[YOUR TASKS]
• a. Answer these from the text on the multiplate wet clutch:
(i) According to the field of the invention, what is the multiplate wet clutch used as?
(ii) Which publication discloses dividing one of the friction elements along its radial direction?
(iii) How many clutch pistons does the twin clutch described in that publication have on the same axis of a housing?
• b. Report how many lines of the listing contain the string "retaining", where case counts. Give only the number.

Multiplate wet clutch

Abstract

A multiplate wet clutch has a first clutch portion comprising at least a first engaging element and a first engaged element, which are alternately arranged, a second clutch portion comprising at least a second engaging element and a second engaged element and a piston which fastens and releases engagements between the first and second engaging elements and the first and second engaged elements. The piston presses the first and the second clutch portions.

Description

BACKGROUND OF THE INVENTION

1. Field of the Invention

The present invention relates to a multiplate wet clutch (friction engagement apparatus) used as a clutch or a brake for the automatic transmission of a vehicle and, in particular, relates to an improvement of a pressing structure of a friction plate.

2. Description of Related Art

In general, the multiplate wet clutch is configured in a manner that friction plates and separator plates are disposed alternatively between a drum and a hub of a clutch or a brake, whereby the engagement and the release of the clutch are performed by pressing and releasing of a clutch piston.

In such the multiplate wet clutch, at the beginning of the clutch engagement or the brake pressuring, a fine control for relaxing a shock and for controlling a slipping action is required.

In order to satisfy such a requirement, a Japanese Patent Unexamined Publication JP-A-7-042757 discloses a configuration that one of friction elements is divided along the radial direction thereof and the abutment start points between the divided portions of the one friction element and the other of the friction elements are differentiated.

However, the clutch disclosed in the JP-A-7-042757 is configured as a so-called twin clutch in which two cutch pistons are disposed on the same axis of a housing. According to this type of the clutch, since a large space is required in both the axial and radial directions, it could not necessarily satisfy the requirements of the reduction of the size of the clutch and also the cost reduction resulted from the reduction of the number of parts of the clutch.

[Items from a data source]
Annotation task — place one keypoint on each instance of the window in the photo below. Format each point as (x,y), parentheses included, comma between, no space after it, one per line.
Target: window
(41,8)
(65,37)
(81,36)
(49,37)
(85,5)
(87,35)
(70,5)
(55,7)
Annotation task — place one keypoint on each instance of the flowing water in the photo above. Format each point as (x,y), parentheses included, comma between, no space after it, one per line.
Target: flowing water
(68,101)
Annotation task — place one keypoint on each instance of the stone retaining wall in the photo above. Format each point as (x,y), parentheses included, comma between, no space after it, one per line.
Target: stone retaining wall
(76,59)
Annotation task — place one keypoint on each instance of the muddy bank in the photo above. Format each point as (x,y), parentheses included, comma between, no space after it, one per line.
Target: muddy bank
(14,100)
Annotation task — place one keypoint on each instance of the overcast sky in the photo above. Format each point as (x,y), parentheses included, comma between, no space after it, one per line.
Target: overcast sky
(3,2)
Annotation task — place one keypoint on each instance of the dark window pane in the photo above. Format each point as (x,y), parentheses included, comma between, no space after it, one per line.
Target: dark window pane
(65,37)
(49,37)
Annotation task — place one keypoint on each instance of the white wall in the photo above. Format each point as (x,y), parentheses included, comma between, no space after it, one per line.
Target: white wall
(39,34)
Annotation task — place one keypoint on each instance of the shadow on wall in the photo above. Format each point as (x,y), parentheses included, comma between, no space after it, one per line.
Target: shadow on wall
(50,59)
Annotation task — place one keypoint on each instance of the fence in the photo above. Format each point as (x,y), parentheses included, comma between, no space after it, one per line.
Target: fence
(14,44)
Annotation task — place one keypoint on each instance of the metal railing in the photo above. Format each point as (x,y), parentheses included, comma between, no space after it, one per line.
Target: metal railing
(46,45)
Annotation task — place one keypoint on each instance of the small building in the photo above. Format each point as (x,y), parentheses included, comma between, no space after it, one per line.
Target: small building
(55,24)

[RESULTS BY TASK]
• a.
(i) A clutch or a brake for the automatic transmission of a vehicle.
(ii) Japanese Patent Unexamined Publication JP-A-7-042757.
(iii) Two.

• b. 2